> [Exercise requirements] Please give back, word for word, only the lines starting at the one containing "Can you see the white" and ending at the one containing "Can you see the paved" within the material below.

*** Opening of Exercise material ***

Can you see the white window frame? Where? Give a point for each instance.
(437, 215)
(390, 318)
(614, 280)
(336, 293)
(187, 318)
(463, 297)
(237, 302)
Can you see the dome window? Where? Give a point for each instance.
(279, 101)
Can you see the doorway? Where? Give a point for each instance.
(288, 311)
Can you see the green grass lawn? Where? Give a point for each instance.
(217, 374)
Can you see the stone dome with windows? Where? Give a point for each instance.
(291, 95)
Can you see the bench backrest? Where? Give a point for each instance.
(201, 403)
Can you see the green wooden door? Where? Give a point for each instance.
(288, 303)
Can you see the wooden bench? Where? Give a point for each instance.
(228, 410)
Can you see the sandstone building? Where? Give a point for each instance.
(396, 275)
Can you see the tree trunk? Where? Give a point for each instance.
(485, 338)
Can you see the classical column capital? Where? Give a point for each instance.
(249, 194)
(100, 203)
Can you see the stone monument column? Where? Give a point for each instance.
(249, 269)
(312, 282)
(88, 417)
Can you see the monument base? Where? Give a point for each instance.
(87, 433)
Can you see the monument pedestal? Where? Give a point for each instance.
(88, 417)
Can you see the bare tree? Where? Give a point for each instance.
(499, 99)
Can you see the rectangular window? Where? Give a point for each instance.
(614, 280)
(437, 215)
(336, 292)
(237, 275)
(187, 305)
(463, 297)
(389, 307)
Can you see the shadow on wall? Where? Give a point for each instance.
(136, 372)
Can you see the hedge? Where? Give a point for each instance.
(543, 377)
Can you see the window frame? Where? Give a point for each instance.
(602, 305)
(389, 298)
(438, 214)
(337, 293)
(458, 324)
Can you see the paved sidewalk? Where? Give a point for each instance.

*** Close of Exercise material ***
*** Opening of Exercise material ***

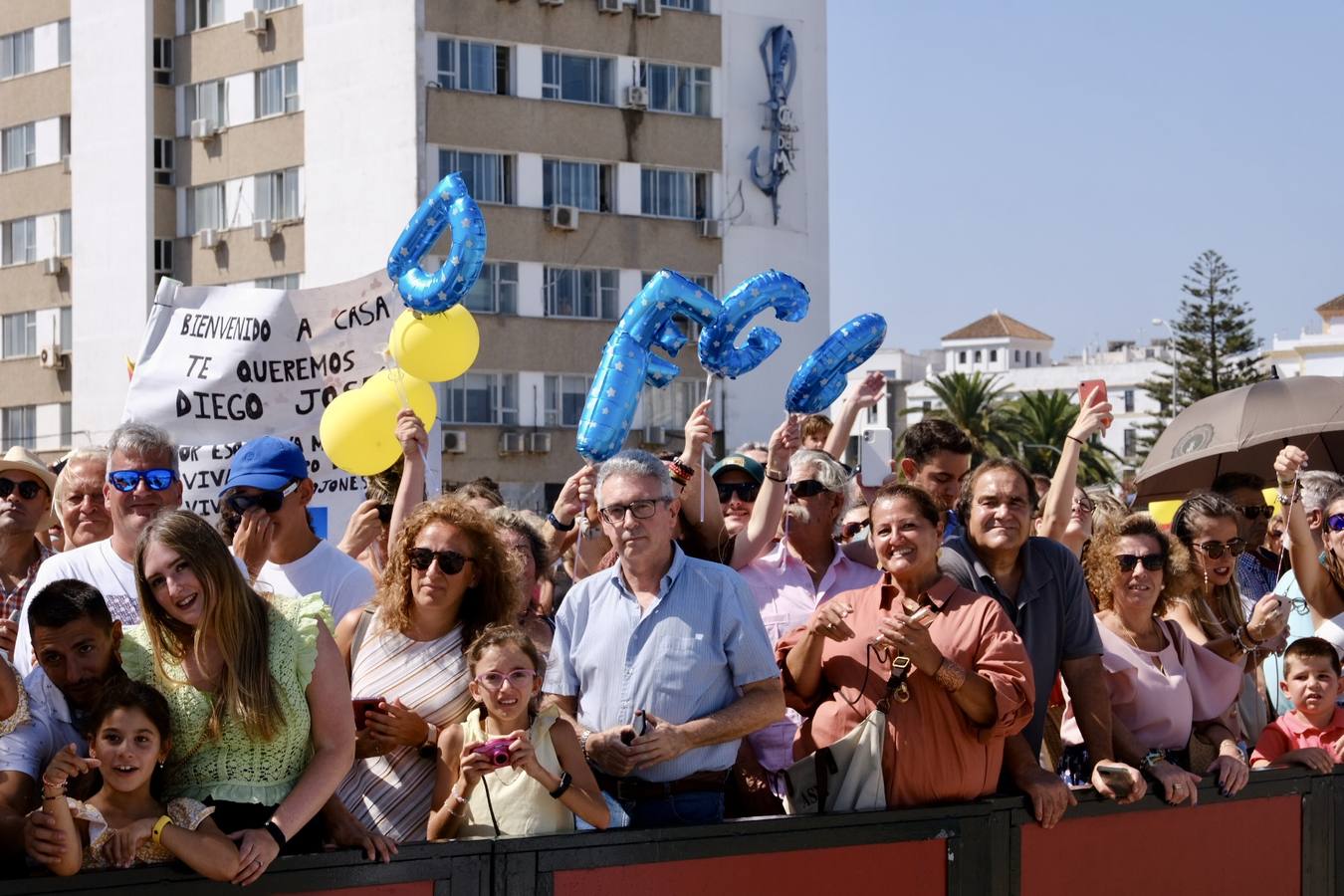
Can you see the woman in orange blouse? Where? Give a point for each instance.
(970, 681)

*** Close of Exercise material ***

> [Answer to the problem]
Can you see the white window frame? Where? Give a point for each instance.
(437, 215)
(390, 318)
(614, 280)
(336, 293)
(187, 318)
(463, 297)
(237, 302)
Can you see the dome window? Where? Give a point for each instance.
(279, 101)
Can you see the doorway? Where? Give a point for each instance.
(288, 311)
Can you see the green grass lawn? Where? Give a point for each instance.
(217, 374)
Can you see the stone dome with windows? Where? Give a point for each instance.
(291, 95)
Can you see the bench backrest? Where? Give a point for each instance.
(201, 403)
Can you see the green wooden door? Where? Give a point for each instance.
(288, 303)
Can you see the wooden bench? Where? Give a point for each instance.
(228, 410)
Can you see the sandstone building? Where? Give a point for each instance.
(396, 275)
Can you see the tree trunk? Where? Give a point for each instance.
(485, 338)
Can you see the classical column capital? Where? Give a point for each instance.
(249, 194)
(100, 203)
Can you see the stone monument column? Where? Give a point for each instance.
(249, 269)
(312, 282)
(88, 417)
Can you see the monument base? Where? Give a point for each instance.
(87, 433)
Can you see the monument pedestal? Where? Give a point for each instance.
(88, 417)
Can you see the bare tree? Where? Give a point for each instance.
(499, 99)
Can you see the rectangular window? Where? Give a point for each instance.
(614, 280)
(437, 215)
(336, 292)
(237, 275)
(187, 305)
(463, 297)
(389, 307)
Can you see the shadow on wall? Where? Give a point for each instance.
(136, 372)
Can you see the hedge? Where? Give a point for each instance.
(543, 377)
Can you see the window frame? Where? Give a point for each instance.
(602, 305)
(389, 298)
(438, 214)
(337, 293)
(458, 324)
Can you see the paved sidewalk? Where? Give a point for each instance.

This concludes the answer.